STATED TASK> Rewrite the lines of the data from the line containing "Where can the plastic water" through the line containing "<point>101,276</point>", inclusive, as a JSON list of strings with one string per line and no blank lines.

--- DATASET ROWS ---

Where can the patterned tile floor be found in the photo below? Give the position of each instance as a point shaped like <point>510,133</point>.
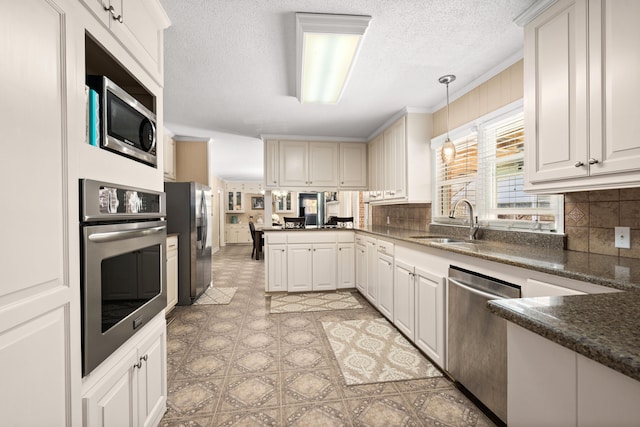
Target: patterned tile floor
<point>239,365</point>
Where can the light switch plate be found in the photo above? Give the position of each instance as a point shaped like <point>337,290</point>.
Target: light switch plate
<point>623,237</point>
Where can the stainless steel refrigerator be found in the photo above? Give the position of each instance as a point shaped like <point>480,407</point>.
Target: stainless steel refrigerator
<point>189,214</point>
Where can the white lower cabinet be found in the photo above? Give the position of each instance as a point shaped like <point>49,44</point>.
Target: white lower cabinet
<point>404,300</point>
<point>384,273</point>
<point>301,261</point>
<point>419,302</point>
<point>430,315</point>
<point>550,385</point>
<point>323,265</point>
<point>361,267</point>
<point>130,388</point>
<point>299,268</point>
<point>346,266</point>
<point>276,260</point>
<point>371,291</point>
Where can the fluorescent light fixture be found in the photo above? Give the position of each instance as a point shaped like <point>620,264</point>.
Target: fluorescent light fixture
<point>327,46</point>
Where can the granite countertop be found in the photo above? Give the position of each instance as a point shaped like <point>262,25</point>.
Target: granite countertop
<point>602,327</point>
<point>610,271</point>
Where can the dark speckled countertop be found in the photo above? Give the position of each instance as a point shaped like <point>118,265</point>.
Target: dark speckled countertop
<point>602,327</point>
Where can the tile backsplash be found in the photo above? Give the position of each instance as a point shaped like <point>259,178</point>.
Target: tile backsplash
<point>590,218</point>
<point>410,216</point>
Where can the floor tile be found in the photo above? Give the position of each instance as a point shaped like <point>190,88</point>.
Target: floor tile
<point>309,386</point>
<point>327,414</point>
<point>446,407</point>
<point>250,392</point>
<point>240,365</point>
<point>192,397</point>
<point>254,362</point>
<point>266,417</point>
<point>203,365</point>
<point>297,358</point>
<point>381,411</point>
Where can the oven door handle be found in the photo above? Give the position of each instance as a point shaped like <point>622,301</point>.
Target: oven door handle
<point>113,236</point>
<point>474,290</point>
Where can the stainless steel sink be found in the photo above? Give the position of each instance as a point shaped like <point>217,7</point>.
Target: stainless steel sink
<point>470,245</point>
<point>438,240</point>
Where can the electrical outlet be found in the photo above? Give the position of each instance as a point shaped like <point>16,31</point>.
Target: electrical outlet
<point>623,237</point>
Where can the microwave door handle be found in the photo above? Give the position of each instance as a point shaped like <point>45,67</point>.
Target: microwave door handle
<point>113,236</point>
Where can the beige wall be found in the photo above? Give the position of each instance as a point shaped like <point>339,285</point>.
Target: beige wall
<point>504,88</point>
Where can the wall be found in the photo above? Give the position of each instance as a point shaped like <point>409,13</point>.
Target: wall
<point>590,218</point>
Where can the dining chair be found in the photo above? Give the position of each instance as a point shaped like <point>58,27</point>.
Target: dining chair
<point>293,222</point>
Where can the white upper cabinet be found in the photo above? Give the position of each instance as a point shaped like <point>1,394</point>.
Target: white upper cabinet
<point>579,97</point>
<point>138,26</point>
<point>320,165</point>
<point>323,164</point>
<point>400,161</point>
<point>353,165</point>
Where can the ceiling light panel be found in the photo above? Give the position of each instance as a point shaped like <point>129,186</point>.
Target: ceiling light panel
<point>327,47</point>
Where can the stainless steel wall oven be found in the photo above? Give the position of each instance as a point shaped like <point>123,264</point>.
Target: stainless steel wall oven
<point>123,265</point>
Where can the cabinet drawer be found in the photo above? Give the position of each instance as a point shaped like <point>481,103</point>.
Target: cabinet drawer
<point>346,237</point>
<point>385,247</point>
<point>312,237</point>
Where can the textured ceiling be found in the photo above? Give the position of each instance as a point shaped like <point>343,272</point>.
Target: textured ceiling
<point>230,67</point>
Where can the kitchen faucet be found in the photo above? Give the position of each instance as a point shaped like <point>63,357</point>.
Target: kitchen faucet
<point>473,226</point>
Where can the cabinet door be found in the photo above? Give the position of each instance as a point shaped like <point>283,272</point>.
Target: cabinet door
<point>172,272</point>
<point>140,32</point>
<point>403,299</point>
<point>299,268</point>
<point>294,170</point>
<point>385,285</point>
<point>271,166</point>
<point>276,259</point>
<point>353,165</point>
<point>169,153</point>
<point>324,262</point>
<point>556,92</point>
<point>399,190</point>
<point>372,270</point>
<point>152,378</point>
<point>40,307</point>
<point>346,265</point>
<point>114,402</point>
<point>613,36</point>
<point>361,269</point>
<point>323,164</point>
<point>430,318</point>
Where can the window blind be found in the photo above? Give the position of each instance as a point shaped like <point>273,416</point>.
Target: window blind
<point>489,171</point>
<point>457,180</point>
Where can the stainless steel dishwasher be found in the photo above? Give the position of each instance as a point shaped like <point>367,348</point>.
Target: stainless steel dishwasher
<point>477,340</point>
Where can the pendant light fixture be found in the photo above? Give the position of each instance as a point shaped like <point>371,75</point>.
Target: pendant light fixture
<point>448,150</point>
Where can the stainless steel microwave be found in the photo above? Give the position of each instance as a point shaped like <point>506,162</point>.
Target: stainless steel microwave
<point>120,123</point>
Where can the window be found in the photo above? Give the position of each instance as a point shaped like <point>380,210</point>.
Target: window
<point>488,170</point>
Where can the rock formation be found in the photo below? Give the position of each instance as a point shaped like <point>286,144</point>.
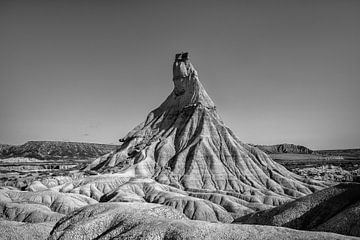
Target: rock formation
<point>335,209</point>
<point>284,148</point>
<point>150,221</point>
<point>182,163</point>
<point>185,144</point>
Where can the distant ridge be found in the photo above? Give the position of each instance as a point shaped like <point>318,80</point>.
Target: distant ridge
<point>284,148</point>
<point>45,150</point>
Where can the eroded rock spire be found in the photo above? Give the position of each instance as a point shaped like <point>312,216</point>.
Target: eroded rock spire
<point>184,144</point>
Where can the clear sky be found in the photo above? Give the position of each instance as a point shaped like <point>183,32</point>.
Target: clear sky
<point>278,71</point>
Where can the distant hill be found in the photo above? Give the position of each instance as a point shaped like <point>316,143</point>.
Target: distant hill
<point>284,148</point>
<point>45,150</point>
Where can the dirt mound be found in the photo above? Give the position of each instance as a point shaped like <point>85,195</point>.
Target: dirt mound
<point>335,209</point>
<point>151,221</point>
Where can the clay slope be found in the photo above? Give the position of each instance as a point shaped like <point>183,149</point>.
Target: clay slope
<point>185,144</point>
<point>151,221</point>
<point>45,150</point>
<point>11,230</point>
<point>335,209</point>
<point>46,205</point>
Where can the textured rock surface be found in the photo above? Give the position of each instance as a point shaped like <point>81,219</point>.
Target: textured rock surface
<point>335,209</point>
<point>185,144</point>
<point>150,221</point>
<point>284,148</point>
<point>58,202</point>
<point>10,230</point>
<point>55,150</point>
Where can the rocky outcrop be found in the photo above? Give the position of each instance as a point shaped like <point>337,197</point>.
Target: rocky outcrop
<point>185,144</point>
<point>11,230</point>
<point>335,209</point>
<point>284,148</point>
<point>45,150</point>
<point>151,221</point>
<point>58,202</point>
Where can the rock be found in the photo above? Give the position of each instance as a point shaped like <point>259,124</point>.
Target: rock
<point>58,202</point>
<point>335,209</point>
<point>150,221</point>
<point>284,148</point>
<point>11,230</point>
<point>185,144</point>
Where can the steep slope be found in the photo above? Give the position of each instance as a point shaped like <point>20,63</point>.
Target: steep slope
<point>335,209</point>
<point>56,150</point>
<point>185,144</point>
<point>150,221</point>
<point>11,230</point>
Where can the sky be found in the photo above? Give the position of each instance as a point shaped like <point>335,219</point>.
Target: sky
<point>278,71</point>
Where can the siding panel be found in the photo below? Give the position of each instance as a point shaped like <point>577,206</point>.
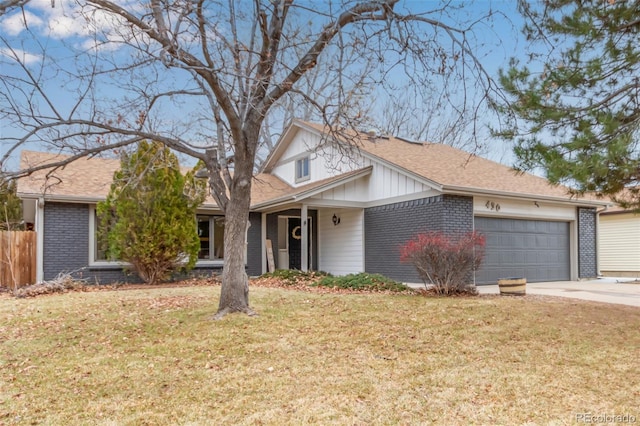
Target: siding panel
<point>620,242</point>
<point>341,246</point>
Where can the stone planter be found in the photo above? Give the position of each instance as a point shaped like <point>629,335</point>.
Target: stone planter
<point>512,286</point>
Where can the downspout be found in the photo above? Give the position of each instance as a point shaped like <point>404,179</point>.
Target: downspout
<point>40,240</point>
<point>604,209</point>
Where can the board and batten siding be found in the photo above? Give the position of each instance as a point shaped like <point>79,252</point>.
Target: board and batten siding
<point>384,182</point>
<point>323,163</point>
<point>619,243</point>
<point>341,247</point>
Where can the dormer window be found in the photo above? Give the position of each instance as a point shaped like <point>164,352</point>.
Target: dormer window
<point>302,169</point>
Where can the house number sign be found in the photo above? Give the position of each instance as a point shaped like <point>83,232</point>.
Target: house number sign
<point>492,206</point>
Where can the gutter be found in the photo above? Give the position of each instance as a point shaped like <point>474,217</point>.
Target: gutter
<point>454,190</point>
<point>309,192</point>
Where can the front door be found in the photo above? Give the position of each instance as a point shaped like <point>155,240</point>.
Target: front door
<point>295,248</point>
<point>294,240</point>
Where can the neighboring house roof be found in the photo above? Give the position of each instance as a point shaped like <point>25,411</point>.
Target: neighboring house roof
<point>449,169</point>
<point>89,180</point>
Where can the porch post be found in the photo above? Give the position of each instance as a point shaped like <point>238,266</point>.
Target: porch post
<point>263,242</point>
<point>40,240</point>
<point>304,238</point>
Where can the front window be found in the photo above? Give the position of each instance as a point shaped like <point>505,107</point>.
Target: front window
<point>211,234</point>
<point>302,169</point>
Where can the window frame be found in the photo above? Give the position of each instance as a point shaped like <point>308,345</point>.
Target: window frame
<point>93,241</point>
<point>212,217</point>
<point>299,168</point>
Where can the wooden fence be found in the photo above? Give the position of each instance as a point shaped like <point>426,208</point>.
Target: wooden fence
<point>17,258</point>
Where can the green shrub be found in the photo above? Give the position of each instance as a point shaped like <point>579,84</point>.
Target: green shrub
<point>362,281</point>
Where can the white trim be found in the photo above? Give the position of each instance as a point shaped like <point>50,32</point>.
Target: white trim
<point>40,240</point>
<point>300,160</point>
<point>263,242</point>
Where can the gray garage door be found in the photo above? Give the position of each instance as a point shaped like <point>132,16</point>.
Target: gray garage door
<point>534,249</point>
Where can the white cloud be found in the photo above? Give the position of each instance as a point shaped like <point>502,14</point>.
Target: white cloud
<point>22,56</point>
<point>15,24</point>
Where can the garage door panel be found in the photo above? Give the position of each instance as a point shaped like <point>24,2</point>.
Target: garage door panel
<point>534,249</point>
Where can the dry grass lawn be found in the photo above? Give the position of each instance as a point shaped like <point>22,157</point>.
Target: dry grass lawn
<point>154,357</point>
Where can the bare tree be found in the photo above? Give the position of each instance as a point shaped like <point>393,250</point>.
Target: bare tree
<point>204,77</point>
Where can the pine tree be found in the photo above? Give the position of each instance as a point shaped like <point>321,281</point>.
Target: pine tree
<point>576,105</point>
<point>149,216</point>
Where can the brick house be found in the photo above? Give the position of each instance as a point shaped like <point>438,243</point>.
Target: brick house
<point>344,204</point>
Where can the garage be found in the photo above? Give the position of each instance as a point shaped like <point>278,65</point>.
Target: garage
<point>537,250</point>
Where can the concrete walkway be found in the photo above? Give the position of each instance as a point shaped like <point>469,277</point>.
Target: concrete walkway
<point>622,291</point>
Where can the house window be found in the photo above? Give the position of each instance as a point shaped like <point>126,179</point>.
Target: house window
<point>97,242</point>
<point>211,234</point>
<point>302,169</point>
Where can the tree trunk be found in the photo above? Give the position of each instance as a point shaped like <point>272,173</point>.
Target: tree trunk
<point>234,295</point>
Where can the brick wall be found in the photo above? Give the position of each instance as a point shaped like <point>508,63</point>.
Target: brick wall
<point>66,248</point>
<point>587,245</point>
<point>66,238</point>
<point>389,226</point>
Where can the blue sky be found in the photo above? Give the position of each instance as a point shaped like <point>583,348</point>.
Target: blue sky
<point>61,33</point>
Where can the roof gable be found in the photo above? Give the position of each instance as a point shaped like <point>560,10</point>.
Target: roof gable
<point>452,169</point>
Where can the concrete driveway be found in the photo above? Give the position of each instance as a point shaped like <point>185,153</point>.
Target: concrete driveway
<point>622,291</point>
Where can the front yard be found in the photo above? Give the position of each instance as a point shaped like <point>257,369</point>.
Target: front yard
<point>152,356</point>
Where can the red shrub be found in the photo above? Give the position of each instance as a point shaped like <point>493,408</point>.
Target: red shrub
<point>446,262</point>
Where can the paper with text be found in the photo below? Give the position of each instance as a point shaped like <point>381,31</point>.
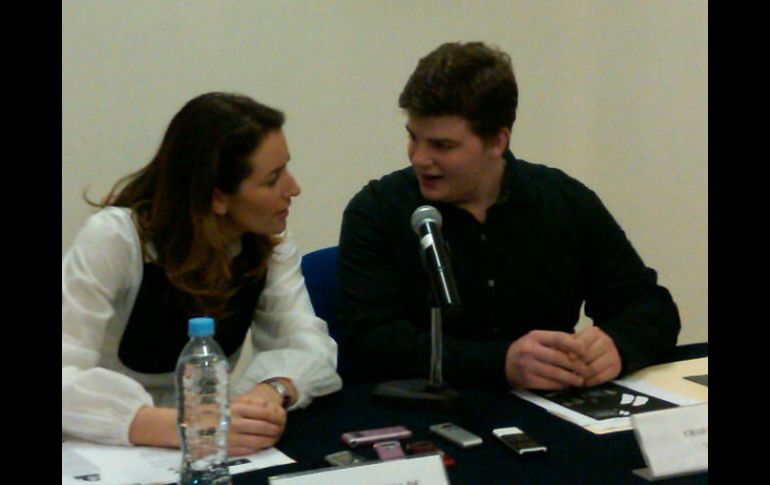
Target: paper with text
<point>121,465</point>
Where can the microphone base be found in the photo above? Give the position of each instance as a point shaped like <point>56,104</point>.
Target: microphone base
<point>416,393</point>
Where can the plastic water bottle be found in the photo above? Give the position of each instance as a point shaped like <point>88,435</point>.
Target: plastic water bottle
<point>203,407</point>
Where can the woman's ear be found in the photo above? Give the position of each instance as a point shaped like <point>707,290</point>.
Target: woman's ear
<point>219,203</point>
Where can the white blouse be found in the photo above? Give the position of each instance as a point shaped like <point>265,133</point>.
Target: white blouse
<point>101,276</point>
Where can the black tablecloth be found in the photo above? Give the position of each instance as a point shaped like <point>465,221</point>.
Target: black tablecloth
<point>575,456</point>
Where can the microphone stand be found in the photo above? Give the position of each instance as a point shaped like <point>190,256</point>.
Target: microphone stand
<point>430,393</point>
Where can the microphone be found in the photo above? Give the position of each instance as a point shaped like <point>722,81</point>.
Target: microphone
<point>426,222</point>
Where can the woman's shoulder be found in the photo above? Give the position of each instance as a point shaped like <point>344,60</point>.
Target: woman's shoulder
<point>110,224</point>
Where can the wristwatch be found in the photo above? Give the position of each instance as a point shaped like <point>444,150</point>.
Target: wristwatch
<point>281,389</point>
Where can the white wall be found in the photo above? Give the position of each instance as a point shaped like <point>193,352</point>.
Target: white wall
<point>614,92</point>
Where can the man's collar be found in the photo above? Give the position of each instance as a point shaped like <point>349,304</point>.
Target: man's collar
<point>512,188</point>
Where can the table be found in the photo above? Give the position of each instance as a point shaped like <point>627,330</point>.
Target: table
<point>575,456</point>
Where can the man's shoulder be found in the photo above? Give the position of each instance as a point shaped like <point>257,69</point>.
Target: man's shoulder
<point>541,181</point>
<point>399,188</point>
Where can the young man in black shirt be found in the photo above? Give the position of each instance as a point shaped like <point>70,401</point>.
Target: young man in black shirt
<point>528,245</point>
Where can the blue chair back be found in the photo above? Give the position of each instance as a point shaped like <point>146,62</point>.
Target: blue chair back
<point>319,268</point>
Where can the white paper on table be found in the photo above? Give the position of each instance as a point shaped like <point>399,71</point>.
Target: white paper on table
<point>123,465</point>
<point>664,381</point>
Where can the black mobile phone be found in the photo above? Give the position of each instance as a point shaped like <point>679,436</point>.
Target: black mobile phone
<point>428,447</point>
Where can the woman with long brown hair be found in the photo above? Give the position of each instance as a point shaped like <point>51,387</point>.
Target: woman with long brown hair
<point>200,230</point>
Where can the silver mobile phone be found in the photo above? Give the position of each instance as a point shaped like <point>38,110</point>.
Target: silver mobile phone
<point>457,435</point>
<point>344,458</point>
<point>388,450</point>
<point>366,436</point>
<point>519,441</point>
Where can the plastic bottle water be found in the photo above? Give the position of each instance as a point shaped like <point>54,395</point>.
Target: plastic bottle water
<point>203,407</point>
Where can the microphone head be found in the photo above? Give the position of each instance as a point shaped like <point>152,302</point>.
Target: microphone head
<point>423,214</point>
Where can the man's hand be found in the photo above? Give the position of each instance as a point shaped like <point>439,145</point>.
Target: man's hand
<point>255,424</point>
<point>546,360</point>
<point>601,356</point>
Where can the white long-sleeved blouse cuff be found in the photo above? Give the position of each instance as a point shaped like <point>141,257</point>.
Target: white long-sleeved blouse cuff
<point>99,405</point>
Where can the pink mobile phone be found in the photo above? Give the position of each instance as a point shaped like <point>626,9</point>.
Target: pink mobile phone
<point>366,436</point>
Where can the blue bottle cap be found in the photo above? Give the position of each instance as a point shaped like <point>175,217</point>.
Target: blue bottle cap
<point>200,327</point>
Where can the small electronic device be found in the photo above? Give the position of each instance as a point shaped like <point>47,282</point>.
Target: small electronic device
<point>457,435</point>
<point>519,441</point>
<point>344,458</point>
<point>366,436</point>
<point>388,450</point>
<point>429,447</point>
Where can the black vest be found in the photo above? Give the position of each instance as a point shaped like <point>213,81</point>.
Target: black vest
<point>156,331</point>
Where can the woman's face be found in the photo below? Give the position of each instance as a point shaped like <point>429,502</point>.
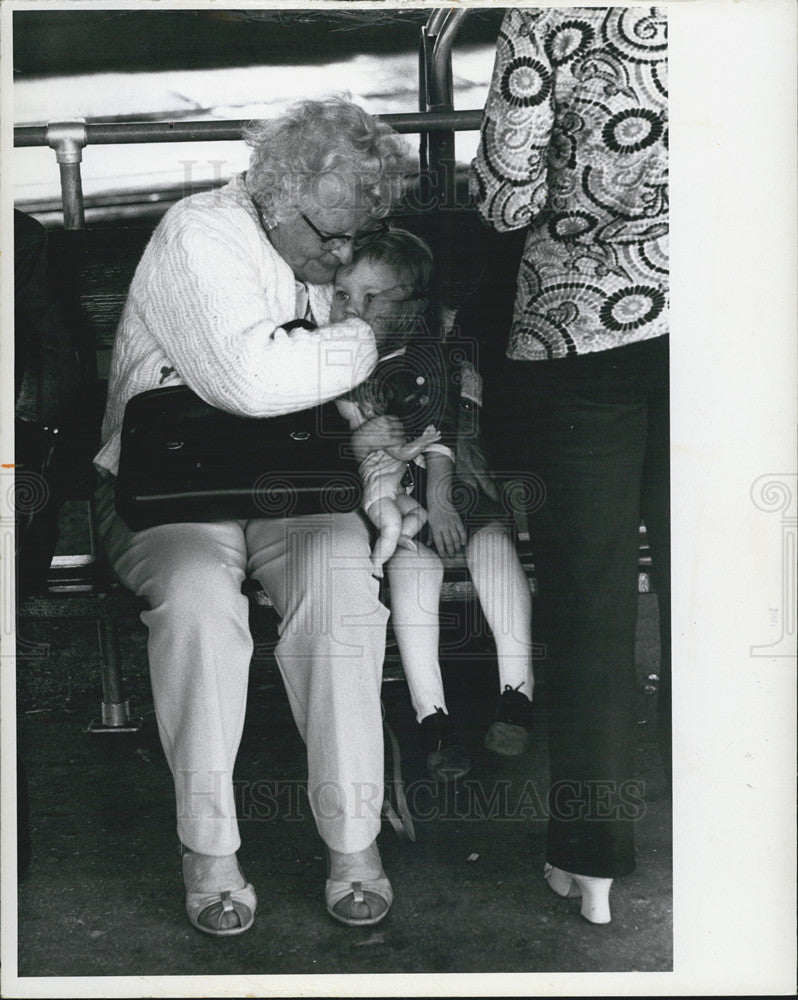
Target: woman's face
<point>302,248</point>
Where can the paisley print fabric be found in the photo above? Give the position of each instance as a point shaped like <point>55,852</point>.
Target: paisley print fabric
<point>574,145</point>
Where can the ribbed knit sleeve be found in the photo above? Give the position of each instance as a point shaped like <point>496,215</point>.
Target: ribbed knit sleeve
<point>215,302</point>
<point>206,308</point>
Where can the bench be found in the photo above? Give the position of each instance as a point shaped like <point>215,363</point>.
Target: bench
<point>97,265</point>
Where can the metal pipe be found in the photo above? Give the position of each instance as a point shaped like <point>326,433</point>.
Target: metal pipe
<point>108,133</point>
<point>439,82</point>
<point>68,139</point>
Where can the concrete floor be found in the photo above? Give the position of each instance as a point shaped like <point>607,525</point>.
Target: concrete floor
<point>103,894</point>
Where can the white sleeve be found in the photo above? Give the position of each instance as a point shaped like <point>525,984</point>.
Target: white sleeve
<point>351,413</point>
<point>212,304</point>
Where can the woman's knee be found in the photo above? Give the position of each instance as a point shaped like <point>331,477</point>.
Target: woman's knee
<point>423,559</point>
<point>195,587</point>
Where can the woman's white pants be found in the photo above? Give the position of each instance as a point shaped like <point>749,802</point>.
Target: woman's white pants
<point>316,570</point>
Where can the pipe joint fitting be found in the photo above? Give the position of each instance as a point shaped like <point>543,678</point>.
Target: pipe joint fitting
<point>67,139</point>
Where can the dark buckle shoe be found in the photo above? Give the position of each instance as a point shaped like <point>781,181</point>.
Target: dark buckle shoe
<point>509,734</point>
<point>446,758</point>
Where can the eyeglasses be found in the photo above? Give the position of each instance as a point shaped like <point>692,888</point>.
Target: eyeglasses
<point>334,241</point>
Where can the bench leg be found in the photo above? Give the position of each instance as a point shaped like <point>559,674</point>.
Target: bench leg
<point>115,710</point>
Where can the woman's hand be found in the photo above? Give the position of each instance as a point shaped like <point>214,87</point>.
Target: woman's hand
<point>446,528</point>
<point>394,316</point>
<point>377,434</point>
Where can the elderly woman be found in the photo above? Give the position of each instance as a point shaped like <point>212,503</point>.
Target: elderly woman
<point>223,275</point>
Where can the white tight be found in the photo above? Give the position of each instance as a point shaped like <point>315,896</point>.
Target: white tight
<point>415,585</point>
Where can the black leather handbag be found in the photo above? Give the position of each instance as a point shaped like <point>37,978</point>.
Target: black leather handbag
<point>184,460</point>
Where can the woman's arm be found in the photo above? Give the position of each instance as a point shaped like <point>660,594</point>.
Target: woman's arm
<point>214,299</point>
<point>508,178</point>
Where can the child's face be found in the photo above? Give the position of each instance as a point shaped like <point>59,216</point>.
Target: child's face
<point>356,285</point>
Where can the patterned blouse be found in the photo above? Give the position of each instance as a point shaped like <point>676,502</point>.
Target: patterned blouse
<point>574,145</point>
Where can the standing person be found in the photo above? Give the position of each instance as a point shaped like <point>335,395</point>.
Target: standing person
<point>224,274</point>
<point>574,146</point>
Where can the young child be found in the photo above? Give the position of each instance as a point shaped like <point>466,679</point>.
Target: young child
<point>413,381</point>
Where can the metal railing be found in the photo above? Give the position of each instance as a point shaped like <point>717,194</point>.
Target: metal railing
<point>437,121</point>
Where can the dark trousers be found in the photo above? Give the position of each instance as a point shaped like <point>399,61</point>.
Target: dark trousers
<point>590,435</point>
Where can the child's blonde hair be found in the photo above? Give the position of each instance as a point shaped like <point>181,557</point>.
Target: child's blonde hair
<point>403,250</point>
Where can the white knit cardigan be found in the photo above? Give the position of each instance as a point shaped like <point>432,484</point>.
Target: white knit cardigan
<point>205,309</point>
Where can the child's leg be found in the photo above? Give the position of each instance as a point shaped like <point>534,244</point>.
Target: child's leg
<point>414,517</point>
<point>386,517</point>
<point>415,579</point>
<point>504,594</point>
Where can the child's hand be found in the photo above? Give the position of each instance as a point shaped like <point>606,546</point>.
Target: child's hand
<point>446,528</point>
<point>377,434</point>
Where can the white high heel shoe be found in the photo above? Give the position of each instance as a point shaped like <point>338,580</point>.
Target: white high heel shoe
<point>595,892</point>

---

FINISHED EXERCISE>
[
  "Where can the plastic water bottle be found in the photo above? Give the position of each instance as a point shaped like <point>88,435</point>.",
  "Target: plastic water bottle",
  "<point>203,407</point>",
  "Where can the woman's ear be found in the photo above? Give the position of each instance as a point shaped like <point>707,290</point>.",
  "Target: woman's ear",
  "<point>219,203</point>",
  "Where can the white blouse be found in the photo above? Give the position of each instance as a point shaped like <point>265,133</point>.",
  "Target: white blouse",
  "<point>101,276</point>"
]